== 読解用抜粋 ==
═══

自動車産業は現在苦境に陥っており、米国のビッグ3は倒産寸前、日本でも減産に継ぐ減産で2時下請けが次々に倒産している状況だ。

 

日本のお家芸である金型や鋳造、鍛造、キメの細かい技術を持つ企業が立ち行かなくなっている。

 

ところがある人に話を聞くと、トヨタは手元資金があるにも関わらずそういった下請けを救おうとしていないらしい。

 

その理由は、いずれビッグ3が吹っ飛んだ時の買収費用と言うことだ。

 

この時は単純に「なるほどね」と思った。資本の理論で言えばそうなるし自分たちが資本主義の世界で生きていると言うことを理解出来ない経営者であれば、それは淘汰されるしかないだろう、そう思った。

 

ところが自宅に帰って日経ビジネスを読んでいると、オバマのニューディール政策特集をやってた。

 

そこには100年に一度の構造改革が描かれていた。

 

米国ではどんな人種であろうが受け入れる移民政策がある。それが米国にとって良ければOKなのだ。例えばインテルの創業者は東欧出身の難民だ。

 

もしトヨタが100年先を見越して世界を考えれば、次はエネルギー革命とそれに応じた移動手段の開発だが、それは当然石油から電気になるだろう。

 

問題はどうやって電気を作って溜めるかだが、創る部分は風力などがあり、溜める部分は三洋電機などがすでにかなり技術開発を行っている。

 

であればビッグ3が吹っ飛んだ後に優秀な車つくり会社であるトヨタがTOYOTAとして米国に入って米国の市民権を勝ち取っていけば、何の問題がある?

═══

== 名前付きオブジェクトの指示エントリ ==

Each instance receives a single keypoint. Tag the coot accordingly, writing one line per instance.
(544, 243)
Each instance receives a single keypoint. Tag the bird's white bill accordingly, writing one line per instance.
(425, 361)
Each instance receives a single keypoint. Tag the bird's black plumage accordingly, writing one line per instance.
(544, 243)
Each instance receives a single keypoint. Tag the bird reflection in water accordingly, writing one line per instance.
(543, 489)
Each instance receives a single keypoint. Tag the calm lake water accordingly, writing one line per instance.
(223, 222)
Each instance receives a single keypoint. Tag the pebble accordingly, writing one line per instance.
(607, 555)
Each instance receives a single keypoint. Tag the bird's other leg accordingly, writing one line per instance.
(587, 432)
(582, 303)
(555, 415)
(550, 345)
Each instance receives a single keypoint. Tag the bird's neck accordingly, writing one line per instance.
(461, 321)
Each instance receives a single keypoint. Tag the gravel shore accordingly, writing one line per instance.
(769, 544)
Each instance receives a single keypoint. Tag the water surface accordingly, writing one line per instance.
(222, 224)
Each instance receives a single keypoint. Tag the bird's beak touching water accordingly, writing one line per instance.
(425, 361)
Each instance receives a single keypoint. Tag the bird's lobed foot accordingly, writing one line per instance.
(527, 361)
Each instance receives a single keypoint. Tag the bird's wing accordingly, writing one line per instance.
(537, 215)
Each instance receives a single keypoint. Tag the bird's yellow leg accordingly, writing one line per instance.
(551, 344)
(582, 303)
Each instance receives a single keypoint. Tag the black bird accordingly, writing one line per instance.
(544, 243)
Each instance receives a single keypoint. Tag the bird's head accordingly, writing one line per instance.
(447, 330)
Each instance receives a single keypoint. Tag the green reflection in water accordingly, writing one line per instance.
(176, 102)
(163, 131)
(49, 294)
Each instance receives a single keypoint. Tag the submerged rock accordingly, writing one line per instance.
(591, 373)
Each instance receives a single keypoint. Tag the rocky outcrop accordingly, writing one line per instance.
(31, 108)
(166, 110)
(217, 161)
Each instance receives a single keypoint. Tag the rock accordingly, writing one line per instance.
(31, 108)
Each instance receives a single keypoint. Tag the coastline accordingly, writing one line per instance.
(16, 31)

═══

== 取り組む課題 ==
**A)** 自動車産業についての文章では、インテルの創業者はどのような出身だとされていますか。
**B)** 自動車産業についての文章のうち、「問題はどうやって電気を作って溜めるかだが」で始まる段落を、要点を残して箇条書きにまとめてください。
**C)** 自動車産業についての文章を、最後の一文の後から書き継いでください。
上のエントリはここでは一切使いません。

== 課題の結果 ==
**A)** 東欧出身の難民です。

**B)**
- 課題は電気をどう作り、どう溜めるかである
- 作る部分には風力などがある
- 溜める部分では、三洋電機などがすでにかなり技術開発を行っている

**C)**
 

何で日本にいる必要がある?

 

勿論日本の下請け産業は大打撃を受けるだろう。けどそれって、米国が1970年代に日本の経済侵略に遭って、遂にはテレビさえ作れなくなって製造業から撤退したと言う歴史を振り返れば、日本がどうこう言う権利はないと思う。

 

下請けを潰すのか!とか雇用を奪うのか!などと言っても、現実に日本は米国の製造業を叩き潰したのだ。彼らに教えてもらったラジオ、テレビ、いろんな技術を学んで本家を潰して雇用を失わせたのだ。

 

今になって何を言うか、である。

 

大変言い方は悪いかもしれないが、トヨタと一緒に仕事をすることで生活を支えてきたという事はトヨタに頼って生きてきたわけだ。ならばもしトヨタがいなくなったら?そういう危機意識を持って生きてきたか?

 

生き残りたければ自分を変化させろ。時代に合わせて自分を変えて、名前や業種なんてどうでも良い、とにかく生き残る為に戦っていくのだ。そしてトヨタから「おい、一緒にアメリカに行こうぜ、おまえがいないとおれ、ダメなんだよ」と言わせるくらいの技術を磨いてきたか?

 

豊田がTOYOTAになる日、その時日本人は何を考えるだろうか。

 

だって米国の工場で車を作り米国人を雇うのだ。精密工作機械を利用して金型やなんだの難しい技術をすべて機械化したモジュール生産に切り替えてしまえば、実は職人技術は過去のものとなるのだ。

 

そうなると金型技術の職人芸は江戸時代の消防のハシゴ登りのような、年に一回お正月に見るだけの芸になり、実際の現場で必要となくなる。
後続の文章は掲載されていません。